ARBEITSANWEISUNGEN ->
1. Welches Wort ließ sich Matthews laut der Rezension tätowieren?
2. Gib bitte den Abschnitt der Rezension wieder, der mit „Wirklichkeitsflucht ist (k)eine“ beginnt und bis „Prozess chronischen Leidens.“ reicht, und tausche darin „Stiefvater“ gegen „Onkel“ aus.

TEXTPASSAGE ->
==================================================
REZENSION

Boy Harsher „Careful“

Boy Harsher „Careful“

Rezension

Album // Nude Club Records

Liebe, Sex und Zärtlichkeit haben schon viele um den Verstand gebracht. Außerordentlich Kluge ebenso wie mental weniger großzügig Bemittelte. Gleiches gilt für Leid, Lust und Leidenschaft. Beide oftmals unselig wirkende Dreieinigkeiten gingen auch an Boy Harsher nicht spurlos vorüber.

Jae Matthews und Gus Muller verbindet seit Jahren eine Beziehung, die über rein Berufliches hinausgeht. Zeitweise gefährdeten persönliche Unstimmigkeiten die gemeinsame musikalische Karriere. Es gab Tage, an denen die beiden nicht miteinander sprachen. Matthews ließ sich einst sogar das Wort Careful tätowieren. Es war eine Botschaft, genauer gesagt eine Warnung vor den zerstörerischen Kräften der Liebe.

Wirklichkeitsflucht ist (k)eine Lösung

Mit den Arbeiten an ihrem zweiten Album änderte sich manches. Careful sollte fortan keine Warnung mehr sein, sondern die Verarbeitung persönlicher Schicksalsschläge symbolisieren, mit denen Matthews und Muller in ferner und jüngerer Vergangenheit konfrontiert wurden. Jaes Vater starb, als sie fast noch ein Kind war, ihr Stiefvater verlor 2017 sein Leben. Kurz darauf erkrankte Jaes Mutter, eine Alkoholikerin, an einer Demenz. Den langsamen Abschied von ihr bezeichnet Matthews als einen Prozess chronischen Leidens.
==================================================
DATENAUSZÜGE ->
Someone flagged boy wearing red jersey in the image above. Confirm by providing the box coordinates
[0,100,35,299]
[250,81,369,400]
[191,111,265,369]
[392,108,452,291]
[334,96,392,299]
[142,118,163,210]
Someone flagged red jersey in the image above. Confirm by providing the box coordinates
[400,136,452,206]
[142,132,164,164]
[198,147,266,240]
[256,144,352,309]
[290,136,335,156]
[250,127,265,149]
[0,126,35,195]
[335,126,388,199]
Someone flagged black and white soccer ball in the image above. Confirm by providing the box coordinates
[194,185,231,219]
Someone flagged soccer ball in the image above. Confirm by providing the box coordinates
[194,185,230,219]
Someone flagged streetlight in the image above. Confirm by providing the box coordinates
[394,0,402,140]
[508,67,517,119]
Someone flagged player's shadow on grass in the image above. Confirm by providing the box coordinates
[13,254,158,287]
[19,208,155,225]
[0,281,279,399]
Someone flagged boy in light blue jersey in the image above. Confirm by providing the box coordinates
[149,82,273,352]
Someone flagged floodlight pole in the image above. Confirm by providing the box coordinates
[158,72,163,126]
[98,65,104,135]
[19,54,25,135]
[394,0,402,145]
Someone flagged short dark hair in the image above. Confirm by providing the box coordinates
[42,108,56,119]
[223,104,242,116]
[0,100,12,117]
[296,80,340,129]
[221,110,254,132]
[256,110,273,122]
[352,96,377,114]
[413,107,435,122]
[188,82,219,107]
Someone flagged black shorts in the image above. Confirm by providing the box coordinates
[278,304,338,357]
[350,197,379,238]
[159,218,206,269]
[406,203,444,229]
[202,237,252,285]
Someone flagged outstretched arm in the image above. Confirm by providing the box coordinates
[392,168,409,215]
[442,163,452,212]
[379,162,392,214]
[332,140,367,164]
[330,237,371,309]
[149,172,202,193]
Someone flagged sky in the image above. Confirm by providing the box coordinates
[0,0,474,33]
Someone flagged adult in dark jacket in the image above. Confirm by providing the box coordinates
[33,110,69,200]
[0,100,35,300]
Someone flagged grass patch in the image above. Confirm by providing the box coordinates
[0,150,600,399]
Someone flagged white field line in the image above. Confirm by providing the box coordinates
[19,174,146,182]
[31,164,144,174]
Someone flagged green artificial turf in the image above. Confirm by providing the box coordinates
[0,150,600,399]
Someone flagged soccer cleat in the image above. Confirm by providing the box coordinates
==================================================
LÖSUNGEN ->
1. Das Wort „Careful“.

2.
Wirklichkeitsflucht ist (k)eine Lösung

Mit den Arbeiten an ihrem zweiten Album änderte sich manches. Careful sollte fortan keine Warnung mehr sein, sondern die Verarbeitung persönlicher Schicksalsschläge symbolisieren, mit denen Matthews und Muller in ferner und jüngerer Vergangenheit konfrontiert wurden. Jaes Vater starb, als sie fast noch ein Kind war, ihr Onkel verlor 2017 sein Leben. Kurz darauf erkrankte Jaes Mutter, eine Alkoholikerin, an einer Demenz. Den langsamen Abschied von ihr bezeichnet Matthews als einen Prozess chronischen Leidens.